• Data rows:
——————————

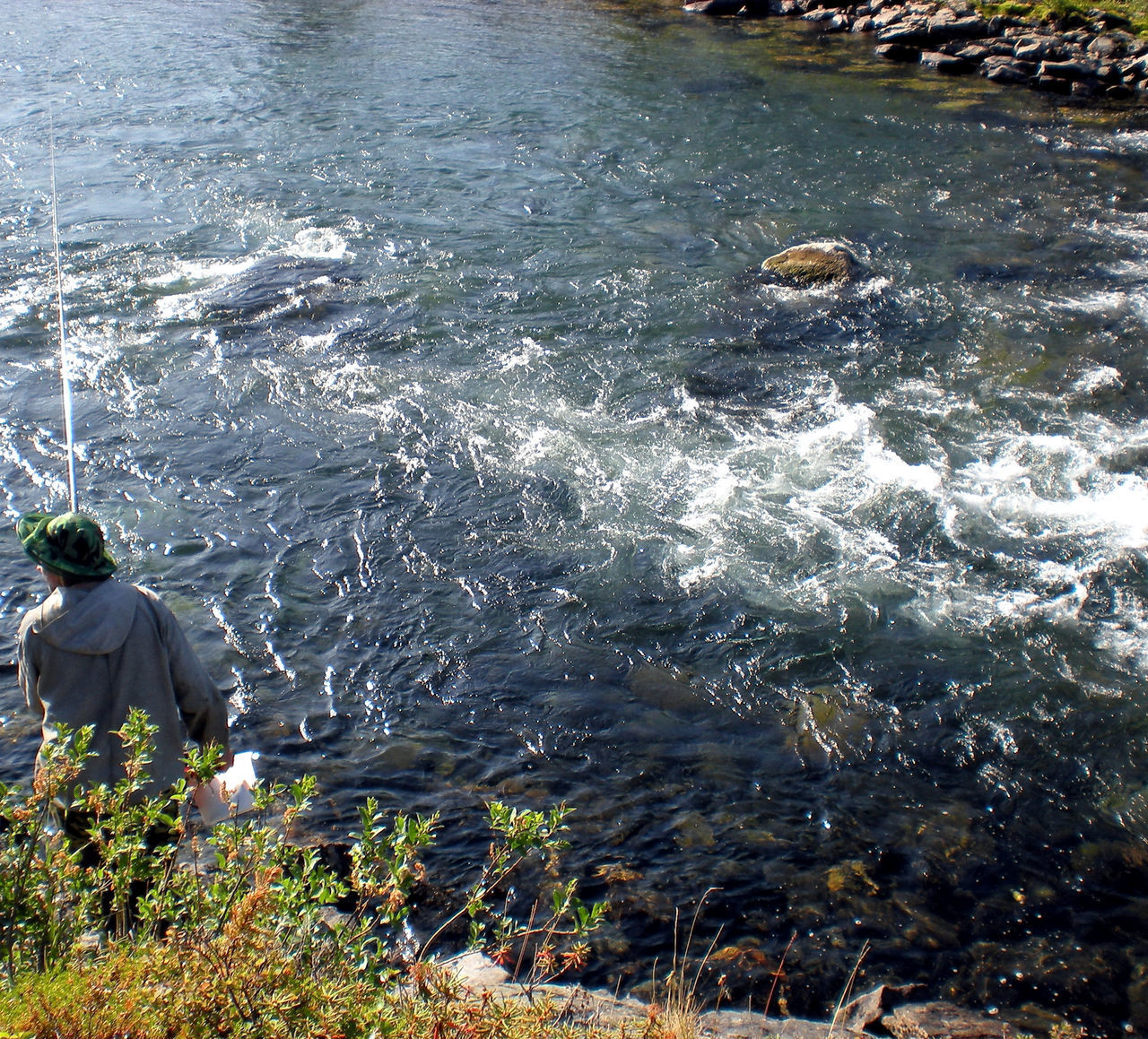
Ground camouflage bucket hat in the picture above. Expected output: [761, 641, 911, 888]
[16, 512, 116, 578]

——————————

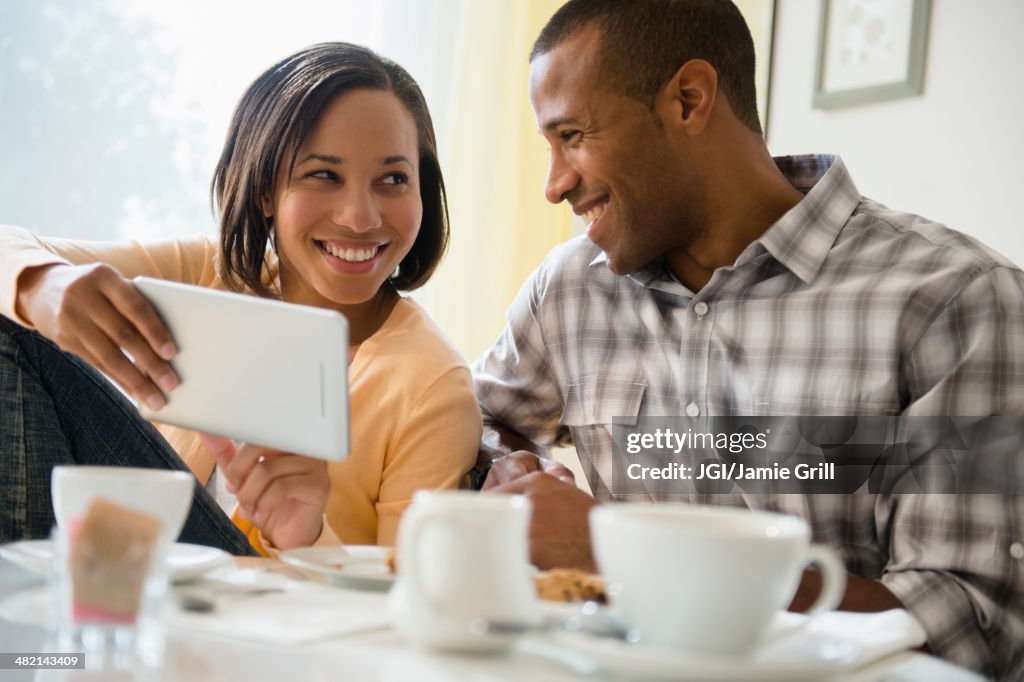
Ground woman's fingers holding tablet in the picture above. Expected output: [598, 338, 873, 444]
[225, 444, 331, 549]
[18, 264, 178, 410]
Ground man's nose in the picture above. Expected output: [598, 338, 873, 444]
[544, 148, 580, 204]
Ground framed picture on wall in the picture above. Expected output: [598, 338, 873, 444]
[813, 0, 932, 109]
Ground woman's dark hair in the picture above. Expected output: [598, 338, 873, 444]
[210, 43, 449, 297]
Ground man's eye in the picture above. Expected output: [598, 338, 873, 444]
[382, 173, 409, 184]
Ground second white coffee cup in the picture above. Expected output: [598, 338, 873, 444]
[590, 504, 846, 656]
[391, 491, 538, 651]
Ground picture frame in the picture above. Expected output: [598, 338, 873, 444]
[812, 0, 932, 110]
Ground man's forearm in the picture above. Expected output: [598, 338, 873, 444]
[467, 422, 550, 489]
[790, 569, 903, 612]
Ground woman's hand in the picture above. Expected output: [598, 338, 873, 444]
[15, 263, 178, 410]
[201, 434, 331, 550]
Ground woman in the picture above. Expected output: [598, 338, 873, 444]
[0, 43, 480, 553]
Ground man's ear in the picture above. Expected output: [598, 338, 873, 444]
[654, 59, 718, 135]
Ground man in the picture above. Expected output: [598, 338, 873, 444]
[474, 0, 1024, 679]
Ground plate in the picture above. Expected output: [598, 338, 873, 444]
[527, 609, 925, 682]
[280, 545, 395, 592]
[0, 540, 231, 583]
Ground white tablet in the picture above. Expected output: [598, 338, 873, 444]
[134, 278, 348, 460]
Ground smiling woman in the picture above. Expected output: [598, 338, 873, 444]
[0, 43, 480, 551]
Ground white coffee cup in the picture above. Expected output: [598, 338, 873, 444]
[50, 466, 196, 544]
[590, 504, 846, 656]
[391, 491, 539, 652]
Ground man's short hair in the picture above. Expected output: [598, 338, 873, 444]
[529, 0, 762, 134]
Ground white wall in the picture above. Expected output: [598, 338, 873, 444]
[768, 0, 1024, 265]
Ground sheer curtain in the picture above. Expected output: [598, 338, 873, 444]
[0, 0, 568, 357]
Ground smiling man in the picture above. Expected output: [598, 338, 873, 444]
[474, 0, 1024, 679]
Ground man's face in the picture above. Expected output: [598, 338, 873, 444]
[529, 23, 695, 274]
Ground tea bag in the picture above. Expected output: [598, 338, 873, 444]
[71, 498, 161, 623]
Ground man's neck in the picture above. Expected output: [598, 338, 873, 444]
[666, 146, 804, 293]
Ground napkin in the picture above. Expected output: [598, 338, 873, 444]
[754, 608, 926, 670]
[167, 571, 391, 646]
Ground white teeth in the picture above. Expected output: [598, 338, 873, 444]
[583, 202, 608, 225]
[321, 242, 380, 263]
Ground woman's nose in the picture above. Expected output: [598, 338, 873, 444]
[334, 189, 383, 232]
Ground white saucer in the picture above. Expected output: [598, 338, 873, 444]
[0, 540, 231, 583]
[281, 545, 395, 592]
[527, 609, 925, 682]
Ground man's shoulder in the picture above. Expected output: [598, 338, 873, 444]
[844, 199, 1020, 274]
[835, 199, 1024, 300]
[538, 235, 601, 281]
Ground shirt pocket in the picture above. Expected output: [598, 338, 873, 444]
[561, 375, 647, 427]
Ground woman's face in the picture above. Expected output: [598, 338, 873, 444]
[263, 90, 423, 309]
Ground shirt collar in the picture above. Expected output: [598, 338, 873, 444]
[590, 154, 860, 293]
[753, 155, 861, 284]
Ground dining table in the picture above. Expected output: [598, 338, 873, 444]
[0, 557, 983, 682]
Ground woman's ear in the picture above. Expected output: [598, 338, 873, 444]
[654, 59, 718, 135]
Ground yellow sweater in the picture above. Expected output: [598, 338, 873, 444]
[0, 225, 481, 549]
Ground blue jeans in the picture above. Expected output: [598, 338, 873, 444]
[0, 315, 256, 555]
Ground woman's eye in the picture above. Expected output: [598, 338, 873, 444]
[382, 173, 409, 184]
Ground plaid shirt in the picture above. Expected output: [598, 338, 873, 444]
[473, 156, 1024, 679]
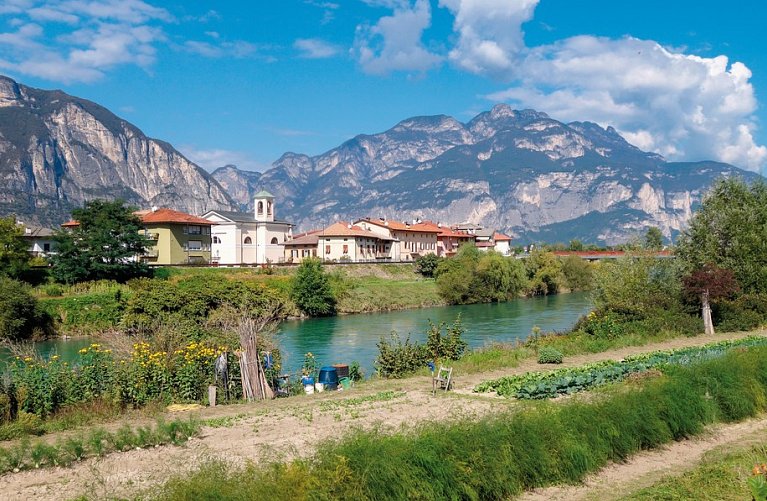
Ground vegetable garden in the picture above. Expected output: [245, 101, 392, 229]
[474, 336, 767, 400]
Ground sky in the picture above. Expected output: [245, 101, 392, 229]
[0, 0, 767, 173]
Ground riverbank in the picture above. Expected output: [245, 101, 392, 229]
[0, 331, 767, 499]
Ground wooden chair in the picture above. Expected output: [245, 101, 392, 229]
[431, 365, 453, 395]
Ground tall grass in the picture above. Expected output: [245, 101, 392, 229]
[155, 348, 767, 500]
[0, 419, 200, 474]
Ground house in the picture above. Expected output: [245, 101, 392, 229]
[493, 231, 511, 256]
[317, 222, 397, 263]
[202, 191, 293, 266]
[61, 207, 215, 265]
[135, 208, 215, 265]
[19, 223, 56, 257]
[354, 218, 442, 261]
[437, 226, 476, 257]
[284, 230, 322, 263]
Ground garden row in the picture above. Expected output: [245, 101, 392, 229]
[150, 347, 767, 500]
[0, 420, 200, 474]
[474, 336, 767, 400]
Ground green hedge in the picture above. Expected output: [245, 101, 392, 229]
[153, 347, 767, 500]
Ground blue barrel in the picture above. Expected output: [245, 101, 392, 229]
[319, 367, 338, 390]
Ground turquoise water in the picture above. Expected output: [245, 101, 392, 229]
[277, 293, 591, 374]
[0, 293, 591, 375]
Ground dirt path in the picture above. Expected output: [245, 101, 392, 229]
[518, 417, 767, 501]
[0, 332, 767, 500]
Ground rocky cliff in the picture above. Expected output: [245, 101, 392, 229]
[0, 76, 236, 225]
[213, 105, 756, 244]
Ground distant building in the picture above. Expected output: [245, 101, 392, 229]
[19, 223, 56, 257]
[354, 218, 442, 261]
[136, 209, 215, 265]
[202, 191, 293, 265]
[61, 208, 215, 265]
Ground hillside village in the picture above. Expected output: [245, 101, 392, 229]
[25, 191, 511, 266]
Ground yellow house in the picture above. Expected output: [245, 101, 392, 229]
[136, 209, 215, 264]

——————————

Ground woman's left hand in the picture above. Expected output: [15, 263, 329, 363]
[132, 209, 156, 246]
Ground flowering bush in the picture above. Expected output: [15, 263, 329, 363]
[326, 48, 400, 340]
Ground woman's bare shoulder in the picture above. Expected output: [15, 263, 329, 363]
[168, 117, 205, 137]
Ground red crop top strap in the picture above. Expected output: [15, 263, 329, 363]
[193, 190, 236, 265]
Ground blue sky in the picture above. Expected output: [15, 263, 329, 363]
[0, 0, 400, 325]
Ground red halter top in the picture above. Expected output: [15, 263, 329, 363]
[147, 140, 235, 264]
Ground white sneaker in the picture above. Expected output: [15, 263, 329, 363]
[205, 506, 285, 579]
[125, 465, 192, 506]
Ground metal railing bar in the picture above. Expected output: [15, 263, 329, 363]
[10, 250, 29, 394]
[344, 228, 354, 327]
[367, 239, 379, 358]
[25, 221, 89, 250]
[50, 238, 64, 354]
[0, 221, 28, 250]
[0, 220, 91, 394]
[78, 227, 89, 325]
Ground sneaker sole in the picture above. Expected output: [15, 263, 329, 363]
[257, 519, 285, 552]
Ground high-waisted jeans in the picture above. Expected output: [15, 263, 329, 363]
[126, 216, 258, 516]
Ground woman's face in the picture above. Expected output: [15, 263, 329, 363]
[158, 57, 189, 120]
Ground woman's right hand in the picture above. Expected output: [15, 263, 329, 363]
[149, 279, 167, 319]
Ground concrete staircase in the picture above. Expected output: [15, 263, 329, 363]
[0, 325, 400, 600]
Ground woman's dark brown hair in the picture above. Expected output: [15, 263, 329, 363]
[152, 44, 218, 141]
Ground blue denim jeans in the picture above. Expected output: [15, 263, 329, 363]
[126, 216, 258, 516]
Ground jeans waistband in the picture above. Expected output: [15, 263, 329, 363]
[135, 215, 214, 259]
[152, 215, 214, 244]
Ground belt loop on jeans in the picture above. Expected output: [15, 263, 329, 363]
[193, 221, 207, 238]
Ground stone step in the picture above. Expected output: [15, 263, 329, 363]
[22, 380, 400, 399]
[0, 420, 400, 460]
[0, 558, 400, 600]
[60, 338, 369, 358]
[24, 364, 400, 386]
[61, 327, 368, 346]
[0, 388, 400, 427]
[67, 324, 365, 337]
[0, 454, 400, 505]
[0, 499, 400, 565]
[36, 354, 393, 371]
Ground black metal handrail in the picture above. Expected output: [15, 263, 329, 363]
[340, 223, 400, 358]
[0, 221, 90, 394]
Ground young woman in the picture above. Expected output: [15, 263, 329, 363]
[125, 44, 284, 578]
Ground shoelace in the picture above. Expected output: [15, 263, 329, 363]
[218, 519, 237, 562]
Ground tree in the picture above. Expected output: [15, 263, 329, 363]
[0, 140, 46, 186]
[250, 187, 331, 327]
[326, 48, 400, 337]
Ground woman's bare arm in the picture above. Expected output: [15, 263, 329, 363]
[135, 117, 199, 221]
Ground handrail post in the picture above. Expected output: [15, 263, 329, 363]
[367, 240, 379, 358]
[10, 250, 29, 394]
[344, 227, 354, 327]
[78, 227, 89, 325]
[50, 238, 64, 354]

——————————

• Instruction: Turn the data into a numbered list, beginning with the line that contains "Ground camouflage bucket" and continuing through the line that contains "[16, 512, 116, 578]", with both of those lines included and blank lines left out.

• Exercise solution:
1. Ground camouflage bucket hat in the picture above. Expected output: [761, 641, 911, 888]
2. [16, 512, 116, 578]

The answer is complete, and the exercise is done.